** The problem **
Arrange everything from the line containing "Task: point to each instance of the round" down through the last of the lines below as a JSON list of strings, one string per line and with blank lines omitted.

** Given records **
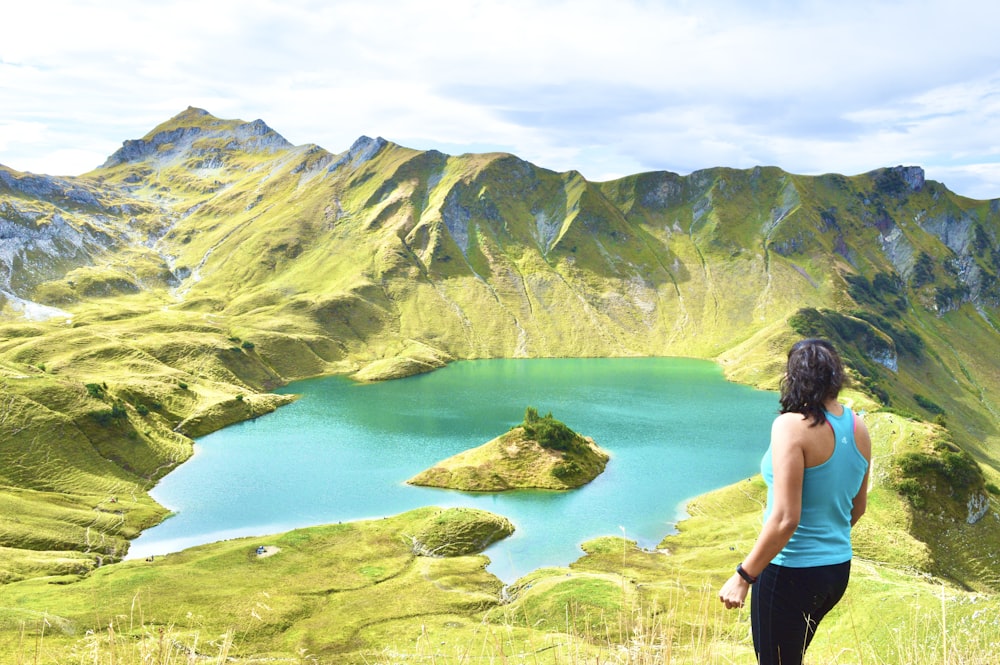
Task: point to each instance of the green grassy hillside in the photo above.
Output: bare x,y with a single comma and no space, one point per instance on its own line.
540,453
164,294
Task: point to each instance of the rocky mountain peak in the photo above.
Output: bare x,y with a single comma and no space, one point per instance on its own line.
196,132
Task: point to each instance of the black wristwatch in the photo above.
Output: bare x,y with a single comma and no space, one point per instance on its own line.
747,577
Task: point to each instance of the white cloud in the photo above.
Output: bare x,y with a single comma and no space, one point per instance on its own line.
603,88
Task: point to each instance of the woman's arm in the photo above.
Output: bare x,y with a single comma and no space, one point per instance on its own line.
788,461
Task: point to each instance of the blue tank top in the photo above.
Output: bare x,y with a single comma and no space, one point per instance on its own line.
823,536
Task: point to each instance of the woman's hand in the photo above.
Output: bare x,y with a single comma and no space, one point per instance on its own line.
734,592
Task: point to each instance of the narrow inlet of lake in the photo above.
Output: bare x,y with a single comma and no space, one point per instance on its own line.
674,427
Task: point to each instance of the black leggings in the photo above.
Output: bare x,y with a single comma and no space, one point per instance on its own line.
786,606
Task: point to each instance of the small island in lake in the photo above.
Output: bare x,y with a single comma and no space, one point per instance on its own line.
540,453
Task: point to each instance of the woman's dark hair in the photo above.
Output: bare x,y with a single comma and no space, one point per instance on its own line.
813,375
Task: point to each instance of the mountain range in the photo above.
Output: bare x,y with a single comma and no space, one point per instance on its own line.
162,295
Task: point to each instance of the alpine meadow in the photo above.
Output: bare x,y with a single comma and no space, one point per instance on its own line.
165,294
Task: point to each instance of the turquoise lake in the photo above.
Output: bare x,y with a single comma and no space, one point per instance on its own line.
674,427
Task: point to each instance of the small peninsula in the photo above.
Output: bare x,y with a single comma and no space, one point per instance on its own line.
540,453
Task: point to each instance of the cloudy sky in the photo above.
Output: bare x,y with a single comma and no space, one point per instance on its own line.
608,88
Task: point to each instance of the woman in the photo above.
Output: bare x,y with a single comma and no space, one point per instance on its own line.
816,470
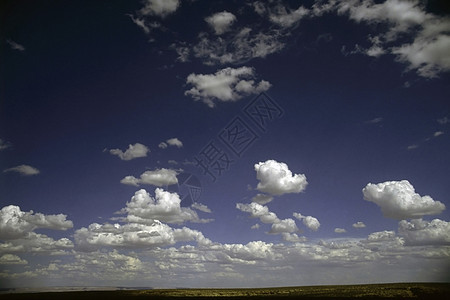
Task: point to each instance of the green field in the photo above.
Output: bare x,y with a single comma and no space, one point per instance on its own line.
391,291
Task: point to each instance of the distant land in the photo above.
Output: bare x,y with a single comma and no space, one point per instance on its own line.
361,291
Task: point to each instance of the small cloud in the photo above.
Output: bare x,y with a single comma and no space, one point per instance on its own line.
171,142
256,226
375,121
226,85
359,225
15,46
443,120
134,151
221,22
201,207
159,8
4,145
25,170
309,221
398,200
158,177
275,178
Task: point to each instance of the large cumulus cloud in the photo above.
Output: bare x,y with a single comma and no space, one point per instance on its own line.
398,200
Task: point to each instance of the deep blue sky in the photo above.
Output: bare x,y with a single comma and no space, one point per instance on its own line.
94,94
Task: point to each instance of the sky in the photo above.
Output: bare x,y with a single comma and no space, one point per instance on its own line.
224,143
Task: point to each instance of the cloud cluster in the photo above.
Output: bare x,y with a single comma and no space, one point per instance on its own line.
158,177
225,85
15,223
309,221
134,151
421,232
133,235
24,170
275,178
17,231
164,207
171,142
398,200
221,22
160,8
427,52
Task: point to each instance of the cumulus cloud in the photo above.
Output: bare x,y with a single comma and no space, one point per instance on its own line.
15,223
275,178
286,17
133,235
283,226
4,145
174,142
221,22
134,151
309,221
11,259
238,47
421,232
225,85
258,211
398,200
427,52
160,8
165,207
340,230
262,199
25,170
158,177
15,46
359,225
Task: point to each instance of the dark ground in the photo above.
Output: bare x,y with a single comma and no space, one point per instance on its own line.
372,291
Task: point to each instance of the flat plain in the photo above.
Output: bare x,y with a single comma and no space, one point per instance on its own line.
372,291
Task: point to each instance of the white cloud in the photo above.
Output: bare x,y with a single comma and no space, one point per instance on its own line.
340,230
225,85
285,17
258,211
256,226
133,235
398,200
15,46
4,145
221,22
201,207
134,151
160,8
158,177
11,259
359,225
275,178
443,120
174,142
165,207
421,232
25,170
238,47
283,226
427,52
309,221
15,223
262,199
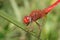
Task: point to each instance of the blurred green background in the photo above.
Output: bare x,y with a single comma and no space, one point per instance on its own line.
13,28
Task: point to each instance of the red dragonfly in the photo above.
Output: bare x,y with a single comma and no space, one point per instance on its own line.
37,14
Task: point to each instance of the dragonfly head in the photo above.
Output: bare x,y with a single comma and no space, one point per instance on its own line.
27,20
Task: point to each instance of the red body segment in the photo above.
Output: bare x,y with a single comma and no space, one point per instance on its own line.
37,14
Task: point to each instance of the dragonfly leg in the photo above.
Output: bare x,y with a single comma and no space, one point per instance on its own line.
38,25
39,35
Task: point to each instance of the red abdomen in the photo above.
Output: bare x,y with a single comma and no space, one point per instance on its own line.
35,15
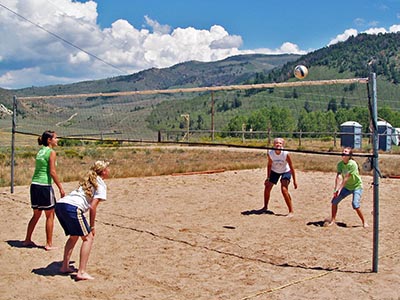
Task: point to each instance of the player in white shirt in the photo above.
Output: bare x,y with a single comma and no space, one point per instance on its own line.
70,212
279,167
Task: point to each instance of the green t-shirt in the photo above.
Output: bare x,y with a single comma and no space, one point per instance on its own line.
351,168
42,167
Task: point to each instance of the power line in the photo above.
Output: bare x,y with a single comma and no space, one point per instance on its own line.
64,40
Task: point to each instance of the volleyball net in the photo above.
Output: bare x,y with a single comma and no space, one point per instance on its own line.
296,110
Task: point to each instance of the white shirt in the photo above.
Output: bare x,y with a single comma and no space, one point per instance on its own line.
79,199
279,163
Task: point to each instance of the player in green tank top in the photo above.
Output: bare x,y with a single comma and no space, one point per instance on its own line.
42,168
347,182
41,190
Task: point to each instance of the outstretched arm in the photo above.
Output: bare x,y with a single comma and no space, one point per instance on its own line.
92,213
289,160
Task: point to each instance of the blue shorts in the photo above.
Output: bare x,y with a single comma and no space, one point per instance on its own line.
42,197
72,219
274,177
344,193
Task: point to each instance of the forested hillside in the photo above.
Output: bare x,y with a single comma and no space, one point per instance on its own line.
292,110
299,109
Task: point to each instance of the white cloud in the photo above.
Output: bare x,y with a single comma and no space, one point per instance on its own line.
157,27
375,30
394,28
46,59
81,50
343,36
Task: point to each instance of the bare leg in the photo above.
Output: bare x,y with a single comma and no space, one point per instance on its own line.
49,229
361,216
267,193
84,257
334,213
69,247
31,227
286,196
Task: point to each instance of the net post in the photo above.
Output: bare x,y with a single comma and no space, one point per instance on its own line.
13,129
375,165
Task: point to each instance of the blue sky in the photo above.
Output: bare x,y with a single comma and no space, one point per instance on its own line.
64,41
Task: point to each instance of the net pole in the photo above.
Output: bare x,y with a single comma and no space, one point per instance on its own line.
375,164
13,129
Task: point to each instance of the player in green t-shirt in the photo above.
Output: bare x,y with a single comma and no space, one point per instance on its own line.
347,182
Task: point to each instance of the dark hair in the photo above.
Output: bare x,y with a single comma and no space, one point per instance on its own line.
44,139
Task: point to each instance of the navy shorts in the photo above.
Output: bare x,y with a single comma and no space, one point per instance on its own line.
42,197
72,219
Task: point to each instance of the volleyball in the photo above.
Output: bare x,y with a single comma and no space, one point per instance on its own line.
300,71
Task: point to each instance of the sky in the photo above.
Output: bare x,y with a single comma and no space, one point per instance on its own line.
46,42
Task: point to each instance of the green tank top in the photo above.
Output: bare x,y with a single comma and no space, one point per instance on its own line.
42,167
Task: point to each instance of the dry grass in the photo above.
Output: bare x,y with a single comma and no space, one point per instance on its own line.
140,161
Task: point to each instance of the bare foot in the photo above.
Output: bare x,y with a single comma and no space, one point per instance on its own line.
29,244
83,276
50,248
69,270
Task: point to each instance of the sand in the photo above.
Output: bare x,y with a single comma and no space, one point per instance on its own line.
199,237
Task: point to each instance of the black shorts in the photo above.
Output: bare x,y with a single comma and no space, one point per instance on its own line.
42,197
274,177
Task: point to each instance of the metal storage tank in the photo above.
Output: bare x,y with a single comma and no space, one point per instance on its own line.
351,134
385,131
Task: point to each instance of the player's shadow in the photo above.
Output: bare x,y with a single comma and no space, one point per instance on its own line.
322,224
260,212
53,269
257,212
20,244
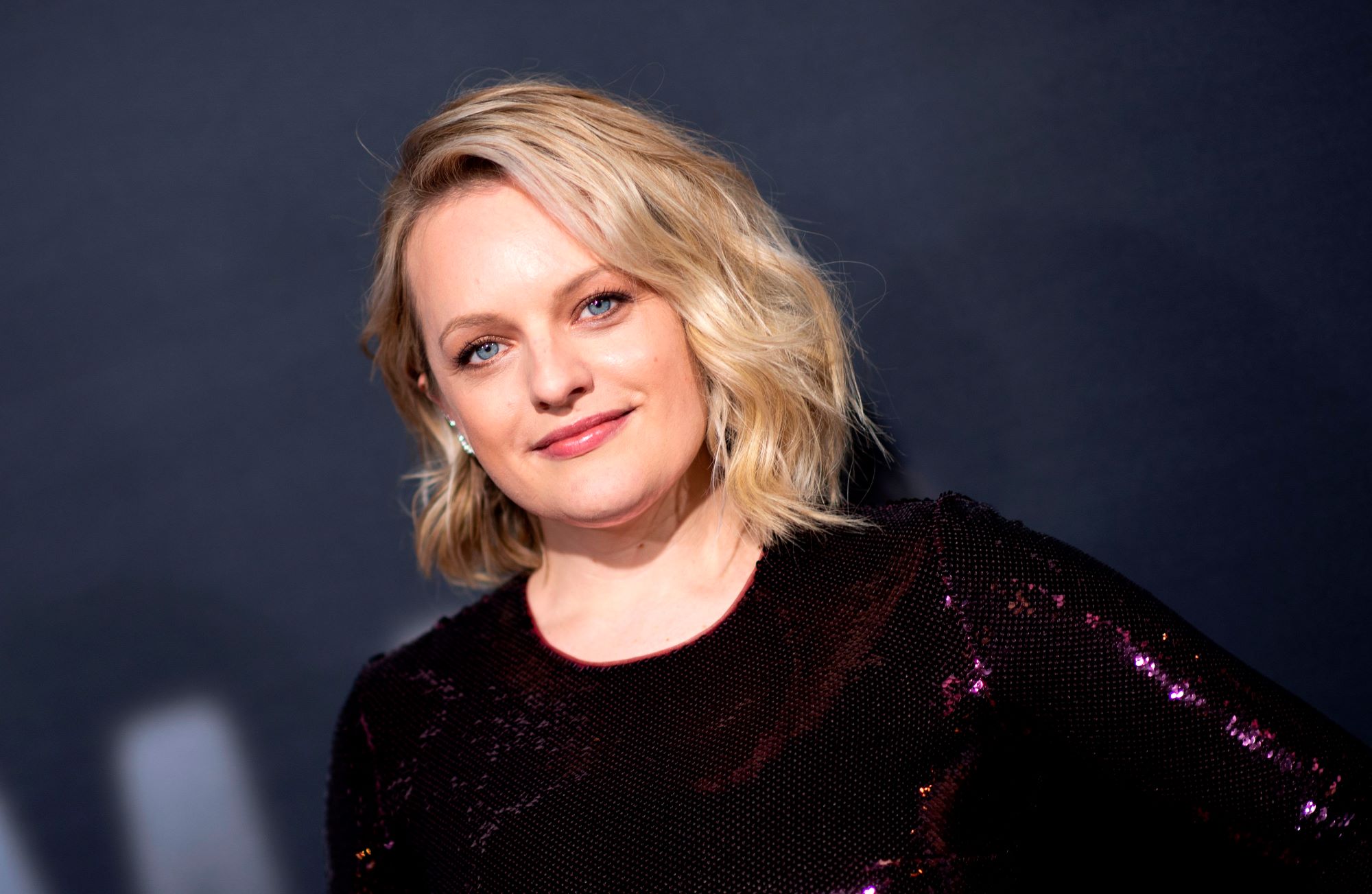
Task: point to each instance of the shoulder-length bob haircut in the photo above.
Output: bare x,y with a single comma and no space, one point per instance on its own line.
662,204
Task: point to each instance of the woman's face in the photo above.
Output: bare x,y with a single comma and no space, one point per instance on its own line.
573,383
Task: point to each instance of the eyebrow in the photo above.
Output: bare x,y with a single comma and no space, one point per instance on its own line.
488,318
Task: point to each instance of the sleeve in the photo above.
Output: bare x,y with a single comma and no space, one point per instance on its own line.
1128,685
362,852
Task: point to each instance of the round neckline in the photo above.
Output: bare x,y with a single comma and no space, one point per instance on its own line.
532,627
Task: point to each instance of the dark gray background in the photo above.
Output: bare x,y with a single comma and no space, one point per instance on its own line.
1111,261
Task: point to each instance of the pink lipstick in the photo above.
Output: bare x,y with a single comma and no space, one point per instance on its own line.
582,436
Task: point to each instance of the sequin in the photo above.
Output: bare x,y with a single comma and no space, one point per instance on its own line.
953,704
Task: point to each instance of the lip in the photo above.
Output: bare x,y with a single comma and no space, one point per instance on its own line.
582,436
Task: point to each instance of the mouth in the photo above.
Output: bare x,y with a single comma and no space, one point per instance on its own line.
582,436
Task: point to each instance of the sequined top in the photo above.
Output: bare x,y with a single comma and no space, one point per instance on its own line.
949,703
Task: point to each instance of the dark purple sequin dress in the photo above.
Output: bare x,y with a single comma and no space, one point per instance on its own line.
951,703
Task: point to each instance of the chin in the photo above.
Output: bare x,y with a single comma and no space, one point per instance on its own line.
600,502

** The reply **
[
  "Task: point to each instance of the round neckline in the photo above.",
  "Output: bare x,y with a single comma and no space, one point per instance on its own line.",
  "532,627",
  "Task: point to each instance of the dark gray background in the photo above.",
  "Output: bare x,y with a single comma and no space, one point per instance on its own line.",
  "1111,261",
  "Task: point to each instance of the pink lipstick in the photo above.",
  "Output: bare x,y with a single comma and no space, one point per instance on its own line.",
  "582,436",
  "Task: point to each instance of the sequin in the photo above.",
  "Output: bare x,y with a single comma and no space, one point per instance on its own line.",
  "953,704",
  "Task: point to each instance of the lip in the photo above.",
  "Output: bare x,y with a single comma and no space, one point per instance on its own line.",
  "582,436",
  "Task: point to each instance of the mouth in the photo above.",
  "Output: bare x,y with a single comma and no space, one point per instance on its own line.",
  "582,436",
  "Task: point to each instance of the sequined top in the photo above.",
  "Output: bare x,y with a single comma and no space, one point per instance on its own line.",
  "949,703",
  "Task: point to each instance of the dark purple sequin dress in the photo above.",
  "Output: bare x,y with a single comma and no space, one point per instance on its own line.",
  "951,703",
  "Task: point to each instance of the chin in the photo above.",
  "Output: bare x,y with a single comma and no space, one point per instance on its own line.",
  "600,502"
]